## EXERCISE DESCRIPTION
Locate each line in the records that contains the string "sunlight", and copy those lines.

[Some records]
%%

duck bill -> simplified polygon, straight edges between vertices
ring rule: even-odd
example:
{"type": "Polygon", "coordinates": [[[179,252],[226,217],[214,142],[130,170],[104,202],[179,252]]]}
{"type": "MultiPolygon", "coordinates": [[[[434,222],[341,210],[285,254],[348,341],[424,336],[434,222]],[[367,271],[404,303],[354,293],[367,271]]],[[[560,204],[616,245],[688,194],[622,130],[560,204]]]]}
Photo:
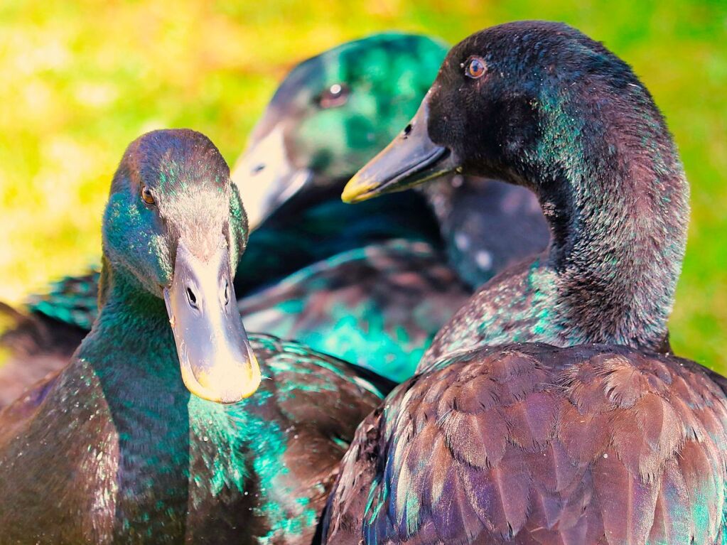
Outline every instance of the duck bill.
{"type": "Polygon", "coordinates": [[[313,172],[291,163],[278,125],[245,150],[230,178],[245,195],[247,221],[254,229],[310,182],[313,172]]]}
{"type": "Polygon", "coordinates": [[[164,290],[185,385],[222,403],[252,395],[260,384],[232,280],[224,238],[206,261],[180,241],[172,284],[164,290]]]}
{"type": "Polygon", "coordinates": [[[346,185],[343,201],[358,203],[402,191],[455,170],[458,165],[449,150],[430,138],[428,121],[425,99],[406,128],[346,185]]]}

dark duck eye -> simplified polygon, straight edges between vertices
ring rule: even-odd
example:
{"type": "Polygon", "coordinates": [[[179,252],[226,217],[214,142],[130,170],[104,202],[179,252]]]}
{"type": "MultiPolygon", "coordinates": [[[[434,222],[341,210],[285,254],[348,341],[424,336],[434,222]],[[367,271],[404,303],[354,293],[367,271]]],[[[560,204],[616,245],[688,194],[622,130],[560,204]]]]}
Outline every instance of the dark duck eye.
{"type": "Polygon", "coordinates": [[[150,206],[156,204],[156,200],[154,198],[154,195],[151,194],[151,190],[145,185],[141,186],[141,200],[150,206]]]}
{"type": "Polygon", "coordinates": [[[481,57],[473,57],[465,64],[465,74],[468,78],[479,79],[487,71],[487,65],[481,57]]]}
{"type": "Polygon", "coordinates": [[[343,84],[334,84],[318,97],[318,105],[322,108],[342,106],[348,101],[348,87],[343,84]]]}

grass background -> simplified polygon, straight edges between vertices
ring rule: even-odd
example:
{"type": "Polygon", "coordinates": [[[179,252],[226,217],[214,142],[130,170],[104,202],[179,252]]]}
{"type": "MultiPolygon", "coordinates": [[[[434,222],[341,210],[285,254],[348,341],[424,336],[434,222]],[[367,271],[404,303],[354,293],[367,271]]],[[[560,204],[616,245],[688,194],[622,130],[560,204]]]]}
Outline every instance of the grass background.
{"type": "Polygon", "coordinates": [[[678,353],[727,373],[727,2],[196,0],[0,4],[0,299],[97,261],[126,145],[207,134],[228,162],[297,62],[383,30],[450,42],[490,25],[573,25],[631,63],[661,106],[692,187],[671,322],[678,353]]]}

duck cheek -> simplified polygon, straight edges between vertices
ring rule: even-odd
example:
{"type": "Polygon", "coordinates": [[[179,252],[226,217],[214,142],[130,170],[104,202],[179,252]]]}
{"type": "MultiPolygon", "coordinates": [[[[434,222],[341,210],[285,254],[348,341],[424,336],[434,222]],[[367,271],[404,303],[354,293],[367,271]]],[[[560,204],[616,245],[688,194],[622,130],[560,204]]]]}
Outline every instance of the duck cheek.
{"type": "Polygon", "coordinates": [[[237,310],[226,245],[206,262],[180,243],[164,301],[182,379],[193,394],[223,403],[252,395],[260,370],[237,310]]]}

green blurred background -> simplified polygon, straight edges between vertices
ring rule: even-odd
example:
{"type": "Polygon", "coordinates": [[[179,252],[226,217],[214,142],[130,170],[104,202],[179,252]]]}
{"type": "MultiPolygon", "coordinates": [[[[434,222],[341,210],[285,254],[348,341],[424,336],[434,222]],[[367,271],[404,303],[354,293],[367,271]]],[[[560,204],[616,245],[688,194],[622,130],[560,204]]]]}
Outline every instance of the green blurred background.
{"type": "Polygon", "coordinates": [[[97,262],[111,178],[140,134],[194,128],[233,163],[277,83],[306,57],[383,30],[454,43],[516,19],[565,21],[605,42],[662,108],[692,187],[672,342],[727,373],[724,0],[4,0],[0,299],[19,302],[97,262]]]}

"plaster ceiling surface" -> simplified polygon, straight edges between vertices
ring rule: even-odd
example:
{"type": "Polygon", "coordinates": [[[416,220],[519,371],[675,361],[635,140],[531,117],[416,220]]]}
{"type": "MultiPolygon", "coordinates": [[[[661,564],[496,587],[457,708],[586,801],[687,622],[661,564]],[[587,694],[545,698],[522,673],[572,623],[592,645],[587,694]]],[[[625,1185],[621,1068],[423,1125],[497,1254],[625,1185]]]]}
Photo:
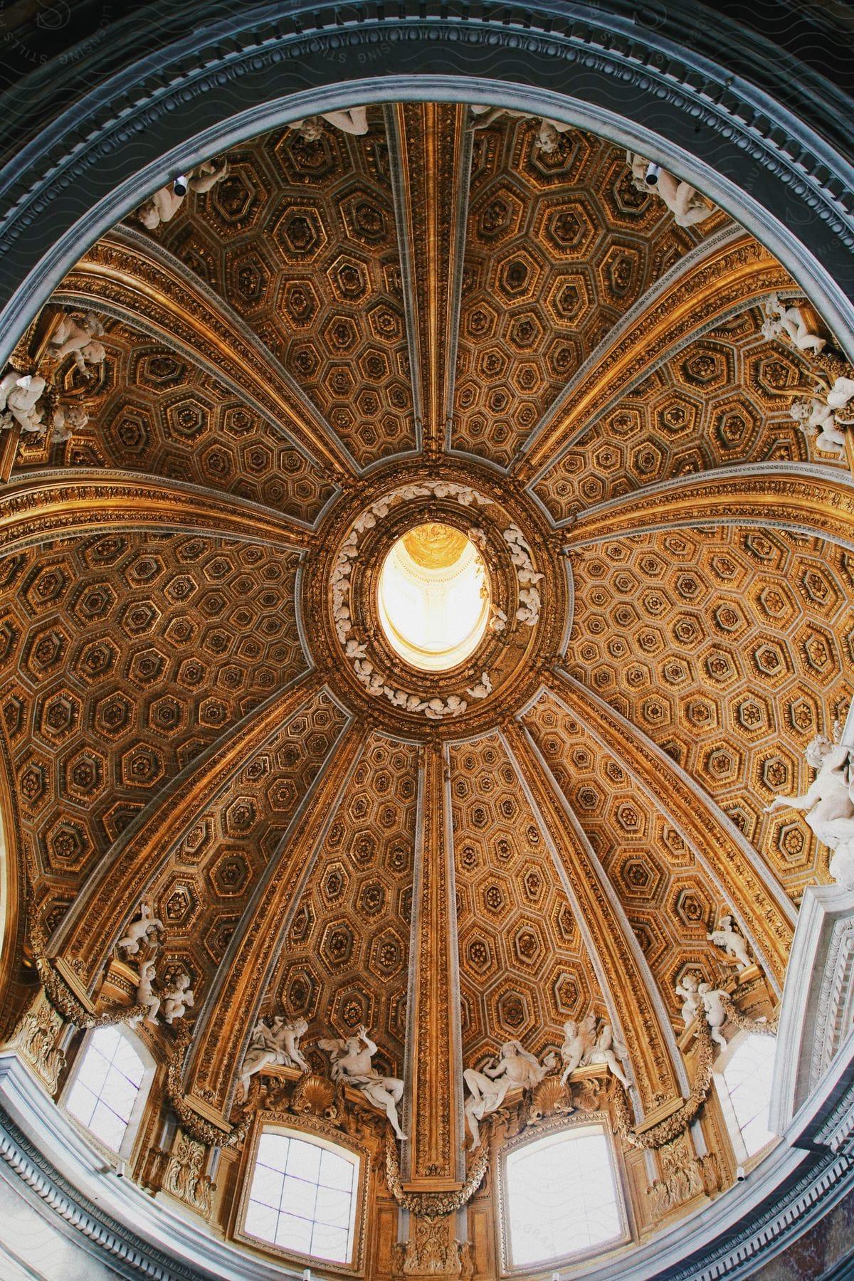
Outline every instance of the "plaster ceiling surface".
{"type": "Polygon", "coordinates": [[[90,247],[22,339],[92,309],[106,348],[56,374],[88,424],[22,439],[9,478],[29,911],[97,1002],[152,904],[196,994],[186,1088],[225,1117],[259,1015],[303,1016],[309,1047],[364,1024],[401,1076],[429,812],[463,1065],[594,1009],[649,1112],[681,1091],[675,984],[730,972],[721,915],[778,993],[828,879],[803,816],[763,810],[850,699],[848,469],[789,414],[804,355],[762,330],[803,295],[722,213],[677,227],[602,138],[545,152],[538,120],[472,131],[465,105],[367,124],[236,147],[172,220],[90,247]],[[481,530],[504,615],[449,674],[371,616],[425,520],[481,530]]]}

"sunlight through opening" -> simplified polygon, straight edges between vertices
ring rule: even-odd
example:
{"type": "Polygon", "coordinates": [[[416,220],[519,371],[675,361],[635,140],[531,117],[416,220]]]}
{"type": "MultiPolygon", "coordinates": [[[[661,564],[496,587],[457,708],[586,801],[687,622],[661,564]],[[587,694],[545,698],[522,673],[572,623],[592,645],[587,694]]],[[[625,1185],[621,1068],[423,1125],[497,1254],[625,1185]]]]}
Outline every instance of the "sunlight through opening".
{"type": "Polygon", "coordinates": [[[385,557],[378,605],[401,658],[421,671],[447,671],[474,652],[487,628],[487,566],[461,530],[417,525],[385,557]]]}

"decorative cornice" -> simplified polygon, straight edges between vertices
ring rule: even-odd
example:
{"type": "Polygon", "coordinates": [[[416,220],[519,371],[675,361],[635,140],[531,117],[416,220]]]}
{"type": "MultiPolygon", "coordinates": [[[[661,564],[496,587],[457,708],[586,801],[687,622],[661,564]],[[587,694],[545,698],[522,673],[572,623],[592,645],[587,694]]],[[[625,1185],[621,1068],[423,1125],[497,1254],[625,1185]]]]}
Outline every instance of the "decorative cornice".
{"type": "MultiPolygon", "coordinates": [[[[105,42],[104,50],[92,50],[83,67],[72,60],[67,72],[51,67],[54,92],[73,76],[73,86],[55,102],[64,106],[73,96],[74,109],[46,124],[8,165],[3,247],[18,246],[17,255],[5,255],[9,296],[32,266],[26,292],[14,297],[9,311],[10,330],[23,328],[78,256],[77,224],[86,210],[99,202],[90,220],[97,236],[163,182],[164,156],[192,164],[271,127],[288,111],[282,108],[288,92],[302,91],[292,114],[310,114],[387,99],[396,81],[398,97],[458,99],[455,77],[479,74],[492,79],[485,100],[544,114],[562,114],[561,104],[553,91],[539,86],[566,85],[576,123],[598,127],[621,145],[641,136],[657,140],[647,150],[695,181],[722,208],[737,206],[743,196],[739,216],[748,227],[759,231],[762,206],[772,210],[776,220],[767,225],[766,238],[784,261],[812,277],[819,305],[834,311],[839,328],[846,328],[841,318],[850,318],[850,306],[840,297],[840,287],[854,292],[848,261],[854,245],[851,167],[823,142],[821,128],[810,129],[769,94],[748,81],[736,83],[704,54],[676,44],[686,29],[677,18],[670,28],[673,38],[668,38],[656,29],[657,20],[645,26],[636,12],[590,15],[548,4],[531,13],[475,9],[465,3],[453,4],[452,15],[447,5],[429,10],[410,17],[360,4],[343,12],[335,5],[297,4],[283,15],[278,5],[265,4],[246,12],[242,20],[229,13],[219,22],[206,10],[204,23],[188,22],[172,46],[159,40],[150,58],[140,58],[138,23],[128,20],[117,27],[115,40],[105,42]],[[110,61],[101,63],[108,51],[110,61]],[[378,55],[382,79],[348,86],[347,77],[364,77],[378,55]],[[416,86],[412,73],[426,78],[416,86]],[[501,92],[495,92],[495,77],[507,82],[501,92]],[[96,86],[83,100],[81,78],[96,86]],[[324,87],[330,81],[338,86],[333,92],[324,87]],[[536,87],[520,88],[520,83],[536,87]],[[237,126],[236,111],[243,113],[237,126]],[[205,133],[189,143],[182,113],[205,122],[205,133]],[[649,132],[650,117],[658,136],[649,132]],[[714,155],[716,170],[688,159],[697,146],[697,129],[704,154],[714,155]],[[58,213],[68,229],[59,237],[52,264],[35,266],[56,240],[58,213]],[[52,223],[50,232],[46,219],[52,223]],[[800,241],[789,231],[791,225],[799,228],[800,241]]],[[[188,15],[193,12],[188,6],[188,15]]],[[[174,28],[164,22],[164,29],[174,28]]],[[[695,23],[689,22],[688,29],[695,29],[695,23]]],[[[744,41],[732,29],[737,46],[744,41]]],[[[764,79],[761,58],[750,68],[758,82],[764,79]]],[[[33,88],[46,87],[44,79],[36,73],[33,88]]],[[[13,95],[10,110],[18,101],[13,95]]],[[[804,99],[803,105],[814,113],[818,101],[818,96],[804,99]]]]}
{"type": "Polygon", "coordinates": [[[566,533],[572,547],[675,525],[776,525],[854,551],[854,482],[831,468],[757,462],[663,480],[588,509],[566,533]]]}
{"type": "Polygon", "coordinates": [[[300,551],[311,533],[287,516],[237,496],[129,471],[95,468],[33,473],[0,489],[0,551],[9,555],[54,538],[136,528],[241,538],[300,551]]]}

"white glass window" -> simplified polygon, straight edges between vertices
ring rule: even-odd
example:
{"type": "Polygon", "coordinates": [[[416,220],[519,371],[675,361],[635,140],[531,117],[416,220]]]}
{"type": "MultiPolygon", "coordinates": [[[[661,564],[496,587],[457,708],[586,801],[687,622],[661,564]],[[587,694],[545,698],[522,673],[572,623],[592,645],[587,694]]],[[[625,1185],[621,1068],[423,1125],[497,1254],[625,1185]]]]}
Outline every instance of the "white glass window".
{"type": "Polygon", "coordinates": [[[773,1036],[754,1032],[737,1043],[721,1073],[748,1157],[775,1138],[768,1130],[768,1103],[776,1050],[773,1036]]]}
{"type": "Polygon", "coordinates": [[[293,1134],[261,1135],[243,1230],[330,1263],[353,1253],[359,1157],[293,1134]]]}
{"type": "Polygon", "coordinates": [[[512,1267],[580,1254],[622,1235],[611,1144],[602,1126],[581,1126],[511,1152],[504,1179],[512,1267]]]}
{"type": "Polygon", "coordinates": [[[118,1153],[134,1111],[138,1114],[141,1090],[151,1075],[127,1032],[97,1027],[81,1053],[65,1108],[118,1153]]]}

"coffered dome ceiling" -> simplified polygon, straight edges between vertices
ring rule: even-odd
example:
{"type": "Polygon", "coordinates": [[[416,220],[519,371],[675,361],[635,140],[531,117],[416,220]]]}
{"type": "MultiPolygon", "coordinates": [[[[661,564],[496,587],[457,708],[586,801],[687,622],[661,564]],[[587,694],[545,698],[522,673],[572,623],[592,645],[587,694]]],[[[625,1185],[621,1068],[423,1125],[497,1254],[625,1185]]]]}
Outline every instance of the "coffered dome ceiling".
{"type": "MultiPolygon", "coordinates": [[[[854,523],[845,459],[789,411],[808,355],[761,304],[834,336],[748,232],[677,225],[579,129],[545,151],[539,120],[466,105],[367,123],[234,147],[22,338],[24,369],[91,309],[106,359],[55,373],[86,427],[6,446],[5,811],[22,947],[41,926],[96,1007],[140,903],[164,922],[205,1114],[238,1114],[259,1015],[303,1016],[318,1068],[364,1024],[376,1066],[419,1065],[412,1179],[453,1180],[457,967],[462,1066],[594,1011],[636,1122],[689,1093],[675,985],[732,975],[725,911],[776,1004],[828,877],[763,807],[848,711],[854,523]],[[489,579],[449,671],[376,612],[426,523],[489,579]]],[[[175,1029],[145,1035],[166,1054],[175,1029]]]]}

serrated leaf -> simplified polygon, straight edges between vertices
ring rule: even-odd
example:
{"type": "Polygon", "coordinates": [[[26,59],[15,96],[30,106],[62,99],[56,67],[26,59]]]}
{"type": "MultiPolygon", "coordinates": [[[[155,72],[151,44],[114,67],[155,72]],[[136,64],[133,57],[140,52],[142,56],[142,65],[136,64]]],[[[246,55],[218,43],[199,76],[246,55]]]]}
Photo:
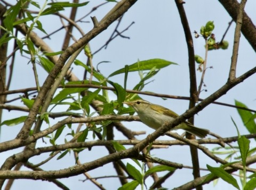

%%

## OUTPUT BELOW
"sunlight through opening" -> simplified polygon, straight edges between vertices
Outline every instance of the "sunlight through opening".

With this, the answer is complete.